:: Available records ::
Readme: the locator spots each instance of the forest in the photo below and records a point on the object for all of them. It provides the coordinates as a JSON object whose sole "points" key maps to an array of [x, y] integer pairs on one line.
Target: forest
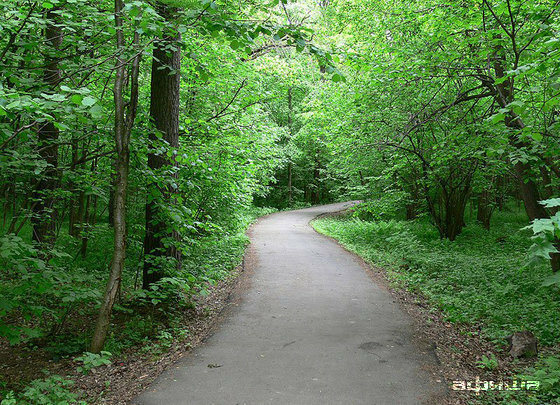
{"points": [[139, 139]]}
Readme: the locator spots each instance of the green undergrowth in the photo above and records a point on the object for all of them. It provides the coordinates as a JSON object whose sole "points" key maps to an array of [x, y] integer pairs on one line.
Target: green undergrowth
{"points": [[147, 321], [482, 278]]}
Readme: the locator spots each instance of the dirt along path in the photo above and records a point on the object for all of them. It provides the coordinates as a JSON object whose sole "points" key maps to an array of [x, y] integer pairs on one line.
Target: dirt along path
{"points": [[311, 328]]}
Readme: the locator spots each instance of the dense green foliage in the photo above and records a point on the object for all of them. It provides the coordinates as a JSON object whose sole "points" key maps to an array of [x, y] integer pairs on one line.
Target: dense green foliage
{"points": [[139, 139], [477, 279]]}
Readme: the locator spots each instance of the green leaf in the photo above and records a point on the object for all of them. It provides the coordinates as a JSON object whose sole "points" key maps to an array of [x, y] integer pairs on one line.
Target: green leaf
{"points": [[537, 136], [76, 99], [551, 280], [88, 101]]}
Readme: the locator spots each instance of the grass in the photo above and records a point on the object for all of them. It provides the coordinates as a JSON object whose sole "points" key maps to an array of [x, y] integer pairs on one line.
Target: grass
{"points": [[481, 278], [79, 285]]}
:::
:: Available records ::
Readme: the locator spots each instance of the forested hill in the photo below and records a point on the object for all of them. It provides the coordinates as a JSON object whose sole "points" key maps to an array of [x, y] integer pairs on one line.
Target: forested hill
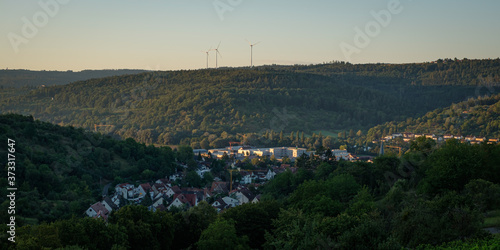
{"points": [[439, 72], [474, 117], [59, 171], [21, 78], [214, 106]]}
:::
:: Available records ::
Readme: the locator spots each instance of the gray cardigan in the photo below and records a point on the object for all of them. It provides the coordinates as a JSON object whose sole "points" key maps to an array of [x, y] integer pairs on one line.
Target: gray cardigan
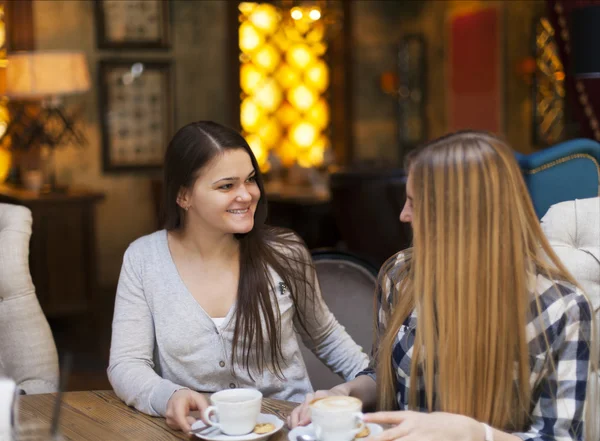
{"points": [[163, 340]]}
:::
- Exercise goal -
Please, from the entries above, set down exactly the lines from the one containing "Target: green undergrowth" through the one containing "Readme: the locator spots each instance of the green leaf", and only those.

- Response below -
Target: green undergrowth
{"points": [[147, 321], [482, 278]]}
Readme: the locator spots each instance of the dirt along path in the photo above and records a point on the object for all of them. It provides the coordinates as a JSON object whose sole "points" key maps to an array of [x, y] integer pairs on one line.
Target: dirt along path
{"points": [[311, 328]]}
Readme: the locator spots each instance of the dense green foliage in the photo above and records a point on the object for all of them. It provides the coordinates as a JSON object whose sole "points" key maps to an array of [x, y] integer pairs on one line.
Target: dense green foliage
{"points": [[139, 139], [477, 279]]}
Readme: the locator spots each instance of the green leaf in the photo above and records a point on the object for all of them. It provides the coordinates as a JSON object whose sole "points" key maps to an array of [x, y] integer pairs on one line.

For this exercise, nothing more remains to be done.